• **Exercise materials**
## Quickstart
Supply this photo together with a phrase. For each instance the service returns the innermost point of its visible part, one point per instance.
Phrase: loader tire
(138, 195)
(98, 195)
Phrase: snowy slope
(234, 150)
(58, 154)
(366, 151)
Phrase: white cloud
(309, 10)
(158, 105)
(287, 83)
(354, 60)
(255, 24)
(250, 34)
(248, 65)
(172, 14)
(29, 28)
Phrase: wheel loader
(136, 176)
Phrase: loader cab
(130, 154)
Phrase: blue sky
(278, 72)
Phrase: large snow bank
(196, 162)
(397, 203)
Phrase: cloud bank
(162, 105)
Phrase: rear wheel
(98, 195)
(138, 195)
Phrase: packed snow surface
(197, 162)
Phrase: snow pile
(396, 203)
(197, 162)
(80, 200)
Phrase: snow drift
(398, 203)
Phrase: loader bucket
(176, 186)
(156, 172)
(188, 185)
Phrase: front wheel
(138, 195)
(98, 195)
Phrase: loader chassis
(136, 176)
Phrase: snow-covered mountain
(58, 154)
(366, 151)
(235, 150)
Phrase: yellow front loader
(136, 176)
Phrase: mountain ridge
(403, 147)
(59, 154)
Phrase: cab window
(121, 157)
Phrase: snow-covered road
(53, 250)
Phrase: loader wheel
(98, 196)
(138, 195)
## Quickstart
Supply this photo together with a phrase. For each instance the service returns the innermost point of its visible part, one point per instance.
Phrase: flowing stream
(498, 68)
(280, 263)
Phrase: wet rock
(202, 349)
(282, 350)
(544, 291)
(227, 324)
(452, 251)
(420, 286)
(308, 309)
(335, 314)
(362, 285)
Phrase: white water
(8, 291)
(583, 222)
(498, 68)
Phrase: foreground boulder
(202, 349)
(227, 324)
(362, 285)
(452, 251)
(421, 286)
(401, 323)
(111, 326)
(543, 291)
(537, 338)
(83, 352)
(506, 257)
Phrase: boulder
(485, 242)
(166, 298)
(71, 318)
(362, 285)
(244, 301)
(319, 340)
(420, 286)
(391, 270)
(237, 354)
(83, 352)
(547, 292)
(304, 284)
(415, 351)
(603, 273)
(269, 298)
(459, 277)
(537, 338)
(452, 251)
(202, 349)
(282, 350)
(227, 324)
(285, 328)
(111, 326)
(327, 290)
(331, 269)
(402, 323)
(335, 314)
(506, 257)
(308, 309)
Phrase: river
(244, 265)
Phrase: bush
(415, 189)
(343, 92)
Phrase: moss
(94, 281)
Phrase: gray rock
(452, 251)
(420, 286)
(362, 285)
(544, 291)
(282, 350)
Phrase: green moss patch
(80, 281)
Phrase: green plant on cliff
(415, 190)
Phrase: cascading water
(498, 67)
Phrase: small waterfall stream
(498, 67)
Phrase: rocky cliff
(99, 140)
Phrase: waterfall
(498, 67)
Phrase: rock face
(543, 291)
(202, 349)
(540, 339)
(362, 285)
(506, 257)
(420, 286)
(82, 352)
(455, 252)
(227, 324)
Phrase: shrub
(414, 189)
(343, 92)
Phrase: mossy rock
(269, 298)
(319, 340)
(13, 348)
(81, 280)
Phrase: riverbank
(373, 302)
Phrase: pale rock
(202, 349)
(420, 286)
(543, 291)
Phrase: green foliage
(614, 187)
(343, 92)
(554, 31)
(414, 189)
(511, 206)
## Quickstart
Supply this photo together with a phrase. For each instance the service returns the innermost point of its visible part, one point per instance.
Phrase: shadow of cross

• **Task brief**
Copy down the material above exactly as it is.

• **Task solution**
## Quickstart
Supply this photo together with a phrase. For each instance the service returns the innermost point of its visible part, one point per instance.
Phrase: loader tire
(138, 195)
(98, 195)
Phrase: snowy slope
(234, 150)
(58, 154)
(366, 151)
Phrase: white cloud
(309, 10)
(158, 105)
(287, 83)
(354, 60)
(255, 24)
(250, 34)
(248, 65)
(172, 14)
(29, 28)
Phrase: wheel loader
(136, 176)
Phrase: loader cab
(130, 154)
Phrase: blue sky
(278, 72)
Phrase: large snow bank
(196, 162)
(397, 203)
Phrase: cloud bank
(162, 105)
Phrase: rear wheel
(98, 195)
(138, 195)
Phrase: packed snow surface
(197, 162)
Phrase: snow pile
(396, 203)
(197, 162)
(80, 200)
Phrase: snow drift
(398, 203)
Phrase: loader bucket
(176, 186)
(156, 172)
(188, 185)
Phrase: front wheel
(138, 195)
(98, 195)
Phrase: loader chassis
(136, 176)
Phrase: snow-covered mountain
(58, 154)
(366, 151)
(235, 150)
Phrase: yellow front loader
(136, 176)
Phrase: mountain ridge
(403, 147)
(59, 154)
Phrase: cab window
(121, 157)
Phrase: snow-covered road
(53, 250)
Phrase: loader wheel
(98, 196)
(138, 195)
## Quickstart
Supply this photo together with a phrase. For each instance the service returns the innermost point of its visible part, one point per instance.
Phrase: flowing stream
(498, 68)
(280, 263)
Phrase: wet rock
(202, 349)
(282, 350)
(544, 291)
(227, 324)
(452, 251)
(420, 286)
(308, 309)
(335, 314)
(362, 285)
Phrase: white water
(8, 291)
(583, 222)
(498, 68)
Phrase: foreground boulder
(202, 349)
(227, 324)
(362, 285)
(452, 251)
(421, 286)
(401, 323)
(111, 326)
(543, 291)
(537, 338)
(83, 352)
(506, 257)
Phrase: boulder
(485, 242)
(166, 298)
(71, 318)
(362, 285)
(244, 301)
(319, 340)
(420, 286)
(391, 270)
(237, 354)
(83, 352)
(547, 292)
(304, 284)
(415, 351)
(603, 273)
(269, 298)
(459, 277)
(537, 338)
(452, 251)
(202, 349)
(282, 350)
(227, 324)
(285, 328)
(111, 326)
(327, 290)
(331, 269)
(402, 323)
(335, 314)
(506, 257)
(308, 309)
Phrase: river
(244, 265)
Phrase: bush
(415, 189)
(343, 92)
Phrase: moss
(94, 281)
Phrase: gray rock
(452, 251)
(420, 286)
(362, 285)
(544, 291)
(282, 350)
Phrase: green moss patch
(80, 281)
Phrase: green plant on cliff
(415, 190)
Phrase: cascading water
(498, 67)
Phrase: small waterfall stream
(498, 67)
Phrase: rocky cliff
(99, 140)
Phrase: waterfall
(498, 67)
Phrase: rock face
(543, 291)
(202, 349)
(540, 339)
(362, 285)
(506, 257)
(420, 286)
(82, 352)
(455, 252)
(227, 324)
Phrase: shrub
(414, 189)
(343, 92)
Phrase: mossy rock
(269, 298)
(319, 340)
(13, 348)
(81, 280)
Phrase: riverbank
(373, 302)
Phrase: pale rock
(202, 349)
(420, 286)
(543, 291)
Phrase: green foliage
(614, 187)
(343, 92)
(554, 31)
(414, 189)
(511, 206)
## Quickstart
Supply this photo together with a phrase. For each instance the service returns the innermost point of its visible part, one point per instance.
Phrase: shadow of cross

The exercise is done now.